▶ [Data shown]
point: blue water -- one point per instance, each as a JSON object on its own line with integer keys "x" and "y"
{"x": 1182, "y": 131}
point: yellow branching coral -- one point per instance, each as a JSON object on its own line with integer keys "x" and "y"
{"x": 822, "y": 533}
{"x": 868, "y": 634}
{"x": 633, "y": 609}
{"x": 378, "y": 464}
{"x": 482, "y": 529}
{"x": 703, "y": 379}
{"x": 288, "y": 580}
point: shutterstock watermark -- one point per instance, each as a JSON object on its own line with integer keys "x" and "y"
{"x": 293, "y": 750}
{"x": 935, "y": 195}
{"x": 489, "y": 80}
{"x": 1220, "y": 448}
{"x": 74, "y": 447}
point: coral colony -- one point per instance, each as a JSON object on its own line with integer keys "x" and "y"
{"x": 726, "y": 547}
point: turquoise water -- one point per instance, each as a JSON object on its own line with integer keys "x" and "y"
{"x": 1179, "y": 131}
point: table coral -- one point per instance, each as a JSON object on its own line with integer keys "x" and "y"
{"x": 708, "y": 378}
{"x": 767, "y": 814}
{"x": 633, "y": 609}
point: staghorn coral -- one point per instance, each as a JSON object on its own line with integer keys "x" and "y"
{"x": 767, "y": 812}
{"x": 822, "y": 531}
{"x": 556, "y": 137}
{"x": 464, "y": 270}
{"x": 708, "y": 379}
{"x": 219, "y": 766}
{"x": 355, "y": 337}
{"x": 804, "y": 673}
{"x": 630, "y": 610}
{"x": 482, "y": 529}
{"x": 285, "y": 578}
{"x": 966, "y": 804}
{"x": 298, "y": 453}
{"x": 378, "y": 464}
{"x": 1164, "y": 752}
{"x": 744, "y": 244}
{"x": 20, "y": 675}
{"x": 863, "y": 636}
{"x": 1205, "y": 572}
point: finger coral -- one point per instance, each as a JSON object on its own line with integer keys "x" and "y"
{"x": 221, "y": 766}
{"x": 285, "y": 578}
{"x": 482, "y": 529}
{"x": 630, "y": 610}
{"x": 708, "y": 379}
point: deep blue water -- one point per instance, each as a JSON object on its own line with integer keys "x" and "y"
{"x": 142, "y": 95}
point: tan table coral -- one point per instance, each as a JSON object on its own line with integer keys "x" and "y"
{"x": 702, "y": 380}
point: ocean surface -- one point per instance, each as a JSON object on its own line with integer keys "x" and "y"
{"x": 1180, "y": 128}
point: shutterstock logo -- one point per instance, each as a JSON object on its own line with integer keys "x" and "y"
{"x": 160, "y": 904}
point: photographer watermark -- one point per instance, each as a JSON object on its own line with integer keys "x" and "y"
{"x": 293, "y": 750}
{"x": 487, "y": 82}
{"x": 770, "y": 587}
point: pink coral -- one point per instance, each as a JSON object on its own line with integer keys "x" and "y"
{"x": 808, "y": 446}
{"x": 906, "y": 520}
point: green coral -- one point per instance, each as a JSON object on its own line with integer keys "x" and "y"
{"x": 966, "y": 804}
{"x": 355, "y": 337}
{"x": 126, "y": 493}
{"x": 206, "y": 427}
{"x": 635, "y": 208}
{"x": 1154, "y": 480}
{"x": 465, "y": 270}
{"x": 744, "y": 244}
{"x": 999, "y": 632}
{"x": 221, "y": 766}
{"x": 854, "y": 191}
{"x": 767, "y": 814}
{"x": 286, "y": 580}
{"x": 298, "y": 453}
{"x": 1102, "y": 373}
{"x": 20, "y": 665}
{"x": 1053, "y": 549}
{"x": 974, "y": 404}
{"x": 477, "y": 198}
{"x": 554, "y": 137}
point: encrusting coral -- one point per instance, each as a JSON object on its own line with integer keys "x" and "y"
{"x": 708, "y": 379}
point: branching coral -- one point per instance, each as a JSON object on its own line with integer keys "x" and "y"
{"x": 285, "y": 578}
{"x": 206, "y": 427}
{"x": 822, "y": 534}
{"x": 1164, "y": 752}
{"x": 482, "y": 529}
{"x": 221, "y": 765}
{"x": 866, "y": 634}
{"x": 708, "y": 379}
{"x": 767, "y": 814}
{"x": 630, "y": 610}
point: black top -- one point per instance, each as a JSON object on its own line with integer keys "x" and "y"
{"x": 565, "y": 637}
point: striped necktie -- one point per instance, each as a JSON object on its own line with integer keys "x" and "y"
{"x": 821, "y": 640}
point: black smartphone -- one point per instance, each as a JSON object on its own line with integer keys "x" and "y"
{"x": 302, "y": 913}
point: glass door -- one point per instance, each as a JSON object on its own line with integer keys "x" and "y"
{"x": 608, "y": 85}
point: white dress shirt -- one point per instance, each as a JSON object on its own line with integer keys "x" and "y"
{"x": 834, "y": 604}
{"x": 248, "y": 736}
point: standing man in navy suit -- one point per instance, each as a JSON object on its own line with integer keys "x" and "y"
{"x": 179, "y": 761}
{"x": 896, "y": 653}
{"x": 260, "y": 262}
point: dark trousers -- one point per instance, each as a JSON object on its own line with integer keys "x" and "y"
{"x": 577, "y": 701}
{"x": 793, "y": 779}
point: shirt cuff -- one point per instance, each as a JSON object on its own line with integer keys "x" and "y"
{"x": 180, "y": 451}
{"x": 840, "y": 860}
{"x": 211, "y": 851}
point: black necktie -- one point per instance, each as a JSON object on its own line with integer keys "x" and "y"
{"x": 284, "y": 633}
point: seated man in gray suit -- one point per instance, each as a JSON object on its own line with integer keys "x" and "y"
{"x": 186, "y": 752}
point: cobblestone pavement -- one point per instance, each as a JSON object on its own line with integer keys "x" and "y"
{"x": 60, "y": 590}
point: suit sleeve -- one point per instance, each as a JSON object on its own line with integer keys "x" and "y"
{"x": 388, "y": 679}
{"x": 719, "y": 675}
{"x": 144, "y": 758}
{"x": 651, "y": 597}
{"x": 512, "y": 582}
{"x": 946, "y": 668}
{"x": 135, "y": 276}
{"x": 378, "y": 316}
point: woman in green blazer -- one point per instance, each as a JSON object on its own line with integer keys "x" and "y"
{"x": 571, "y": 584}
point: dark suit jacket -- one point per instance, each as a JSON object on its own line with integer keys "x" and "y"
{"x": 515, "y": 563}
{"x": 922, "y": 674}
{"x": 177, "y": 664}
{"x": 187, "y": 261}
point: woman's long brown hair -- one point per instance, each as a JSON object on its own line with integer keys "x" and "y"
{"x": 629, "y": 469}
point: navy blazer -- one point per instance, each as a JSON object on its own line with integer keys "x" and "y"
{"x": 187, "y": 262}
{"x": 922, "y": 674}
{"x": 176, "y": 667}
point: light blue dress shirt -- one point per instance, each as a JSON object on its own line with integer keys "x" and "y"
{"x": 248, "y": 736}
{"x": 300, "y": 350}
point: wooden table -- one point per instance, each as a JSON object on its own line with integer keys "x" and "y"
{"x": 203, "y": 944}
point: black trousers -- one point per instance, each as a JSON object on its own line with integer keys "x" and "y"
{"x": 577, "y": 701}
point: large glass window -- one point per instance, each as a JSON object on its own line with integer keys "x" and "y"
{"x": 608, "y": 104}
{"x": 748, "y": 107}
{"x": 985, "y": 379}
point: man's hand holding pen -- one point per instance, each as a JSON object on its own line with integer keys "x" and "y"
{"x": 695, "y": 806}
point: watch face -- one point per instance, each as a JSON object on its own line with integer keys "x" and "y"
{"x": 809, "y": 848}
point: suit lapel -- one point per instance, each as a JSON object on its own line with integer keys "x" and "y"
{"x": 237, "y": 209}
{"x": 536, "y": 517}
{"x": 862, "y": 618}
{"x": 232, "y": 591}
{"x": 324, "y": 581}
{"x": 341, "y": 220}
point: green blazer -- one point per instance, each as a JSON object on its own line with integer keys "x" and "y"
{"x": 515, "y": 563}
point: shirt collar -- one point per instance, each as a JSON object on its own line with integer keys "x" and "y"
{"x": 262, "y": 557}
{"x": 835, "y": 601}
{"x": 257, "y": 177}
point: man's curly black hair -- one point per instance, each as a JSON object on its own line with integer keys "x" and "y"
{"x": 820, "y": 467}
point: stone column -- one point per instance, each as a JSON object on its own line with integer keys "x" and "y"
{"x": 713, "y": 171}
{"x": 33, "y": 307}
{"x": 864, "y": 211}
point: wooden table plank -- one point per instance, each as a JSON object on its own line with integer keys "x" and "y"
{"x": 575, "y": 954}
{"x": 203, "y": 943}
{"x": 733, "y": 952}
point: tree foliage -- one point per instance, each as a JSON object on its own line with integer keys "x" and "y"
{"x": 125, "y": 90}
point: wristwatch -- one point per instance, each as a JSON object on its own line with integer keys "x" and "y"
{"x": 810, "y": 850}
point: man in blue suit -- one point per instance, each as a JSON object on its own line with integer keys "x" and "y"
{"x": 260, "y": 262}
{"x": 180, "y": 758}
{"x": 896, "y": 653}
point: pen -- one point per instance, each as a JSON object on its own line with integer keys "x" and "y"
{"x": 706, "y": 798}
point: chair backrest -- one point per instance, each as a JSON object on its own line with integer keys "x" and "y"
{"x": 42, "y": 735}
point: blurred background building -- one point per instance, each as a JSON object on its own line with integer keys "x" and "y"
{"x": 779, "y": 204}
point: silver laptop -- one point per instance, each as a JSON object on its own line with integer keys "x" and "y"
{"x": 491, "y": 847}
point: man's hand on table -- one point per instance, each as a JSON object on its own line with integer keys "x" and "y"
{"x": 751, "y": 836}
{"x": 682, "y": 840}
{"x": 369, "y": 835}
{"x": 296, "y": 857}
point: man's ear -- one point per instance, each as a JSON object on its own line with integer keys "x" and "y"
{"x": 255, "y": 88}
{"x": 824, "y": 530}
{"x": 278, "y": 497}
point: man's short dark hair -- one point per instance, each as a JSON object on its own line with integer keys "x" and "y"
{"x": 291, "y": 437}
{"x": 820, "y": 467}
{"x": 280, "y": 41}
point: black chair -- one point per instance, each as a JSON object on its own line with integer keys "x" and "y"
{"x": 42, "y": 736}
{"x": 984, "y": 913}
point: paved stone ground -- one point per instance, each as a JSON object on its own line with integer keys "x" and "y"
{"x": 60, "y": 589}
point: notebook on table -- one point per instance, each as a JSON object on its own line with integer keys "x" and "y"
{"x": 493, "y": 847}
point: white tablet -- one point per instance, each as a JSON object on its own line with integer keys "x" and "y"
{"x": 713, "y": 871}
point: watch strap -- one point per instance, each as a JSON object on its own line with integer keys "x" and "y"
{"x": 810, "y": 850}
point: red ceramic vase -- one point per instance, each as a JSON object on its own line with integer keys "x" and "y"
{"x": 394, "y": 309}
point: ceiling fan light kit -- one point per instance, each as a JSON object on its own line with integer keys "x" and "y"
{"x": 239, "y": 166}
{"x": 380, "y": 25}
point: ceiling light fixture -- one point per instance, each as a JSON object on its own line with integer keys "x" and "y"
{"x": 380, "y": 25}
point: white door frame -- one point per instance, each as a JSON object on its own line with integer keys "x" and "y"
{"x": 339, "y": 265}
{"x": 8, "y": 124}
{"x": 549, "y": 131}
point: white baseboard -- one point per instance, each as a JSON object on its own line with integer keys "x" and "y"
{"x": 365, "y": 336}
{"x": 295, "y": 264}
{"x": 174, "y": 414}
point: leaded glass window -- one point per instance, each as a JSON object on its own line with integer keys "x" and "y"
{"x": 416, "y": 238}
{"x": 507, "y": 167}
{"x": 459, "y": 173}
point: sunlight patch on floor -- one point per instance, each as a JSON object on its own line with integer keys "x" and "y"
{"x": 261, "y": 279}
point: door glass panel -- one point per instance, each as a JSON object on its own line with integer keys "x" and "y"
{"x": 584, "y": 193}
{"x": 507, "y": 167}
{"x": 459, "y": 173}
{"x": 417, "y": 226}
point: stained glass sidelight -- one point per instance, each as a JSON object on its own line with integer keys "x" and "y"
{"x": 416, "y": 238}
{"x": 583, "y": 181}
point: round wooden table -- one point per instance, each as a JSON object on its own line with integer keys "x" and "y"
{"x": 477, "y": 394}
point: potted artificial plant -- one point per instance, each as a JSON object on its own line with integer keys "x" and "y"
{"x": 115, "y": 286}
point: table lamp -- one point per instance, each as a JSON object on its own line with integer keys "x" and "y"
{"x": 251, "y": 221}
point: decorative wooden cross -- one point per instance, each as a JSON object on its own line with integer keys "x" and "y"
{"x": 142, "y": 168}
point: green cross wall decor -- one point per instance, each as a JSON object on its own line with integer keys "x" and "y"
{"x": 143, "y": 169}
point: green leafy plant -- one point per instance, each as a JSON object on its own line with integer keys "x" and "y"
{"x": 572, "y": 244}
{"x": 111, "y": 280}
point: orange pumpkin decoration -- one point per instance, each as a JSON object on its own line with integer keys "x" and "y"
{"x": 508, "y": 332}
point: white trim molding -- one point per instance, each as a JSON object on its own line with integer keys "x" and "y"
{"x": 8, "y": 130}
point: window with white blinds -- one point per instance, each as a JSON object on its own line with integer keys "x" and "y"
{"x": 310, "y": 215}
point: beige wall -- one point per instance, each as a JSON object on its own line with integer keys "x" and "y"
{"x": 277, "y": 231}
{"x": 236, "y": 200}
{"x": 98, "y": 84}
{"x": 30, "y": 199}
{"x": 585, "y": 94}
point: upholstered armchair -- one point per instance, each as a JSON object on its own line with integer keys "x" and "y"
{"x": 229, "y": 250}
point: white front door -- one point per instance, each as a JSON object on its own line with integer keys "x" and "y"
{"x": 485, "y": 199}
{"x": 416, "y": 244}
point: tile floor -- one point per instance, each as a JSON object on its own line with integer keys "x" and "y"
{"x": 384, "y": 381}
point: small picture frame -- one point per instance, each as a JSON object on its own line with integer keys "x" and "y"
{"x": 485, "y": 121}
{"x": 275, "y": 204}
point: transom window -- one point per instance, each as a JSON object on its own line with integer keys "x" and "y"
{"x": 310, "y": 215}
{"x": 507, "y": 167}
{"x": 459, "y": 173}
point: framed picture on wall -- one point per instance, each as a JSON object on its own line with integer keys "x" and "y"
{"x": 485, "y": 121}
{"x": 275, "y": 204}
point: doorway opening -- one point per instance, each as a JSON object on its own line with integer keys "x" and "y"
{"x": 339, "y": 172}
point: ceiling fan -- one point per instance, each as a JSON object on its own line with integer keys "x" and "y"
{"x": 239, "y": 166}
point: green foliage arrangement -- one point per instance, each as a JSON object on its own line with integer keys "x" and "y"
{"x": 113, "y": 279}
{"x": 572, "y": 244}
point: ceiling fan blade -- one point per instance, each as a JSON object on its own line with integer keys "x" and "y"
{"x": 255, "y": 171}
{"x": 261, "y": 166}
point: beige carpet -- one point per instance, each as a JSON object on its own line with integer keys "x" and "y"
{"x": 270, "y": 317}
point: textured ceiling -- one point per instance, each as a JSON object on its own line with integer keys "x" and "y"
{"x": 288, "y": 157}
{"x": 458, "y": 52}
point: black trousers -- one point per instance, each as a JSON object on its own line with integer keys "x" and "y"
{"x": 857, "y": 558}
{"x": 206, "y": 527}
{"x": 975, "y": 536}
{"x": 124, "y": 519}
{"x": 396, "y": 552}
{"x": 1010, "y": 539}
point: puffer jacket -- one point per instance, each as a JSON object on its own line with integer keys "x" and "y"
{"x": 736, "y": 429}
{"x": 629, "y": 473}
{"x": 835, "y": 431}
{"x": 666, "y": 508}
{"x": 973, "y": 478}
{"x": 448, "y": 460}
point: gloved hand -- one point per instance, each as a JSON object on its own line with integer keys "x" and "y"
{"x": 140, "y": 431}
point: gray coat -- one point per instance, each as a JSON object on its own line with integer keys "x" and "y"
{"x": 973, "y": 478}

▶ [Set task]
Restate the final lines of the listing above word for word, beginning at the line that contains "point: puffer jacket".

▶ [Output below]
point: puffer jacket -- one point per instance, each as a JSON object on its own line with integer keys "x" and "y"
{"x": 736, "y": 429}
{"x": 629, "y": 473}
{"x": 835, "y": 431}
{"x": 666, "y": 508}
{"x": 973, "y": 478}
{"x": 448, "y": 460}
point: gloved hand -- one point per instance, each as a JSON object on its own line with integer keys "x" and "y"
{"x": 140, "y": 431}
point: gray coat -- one point per instance, each as a JSON object on its own line with integer keys "x" and "y"
{"x": 973, "y": 478}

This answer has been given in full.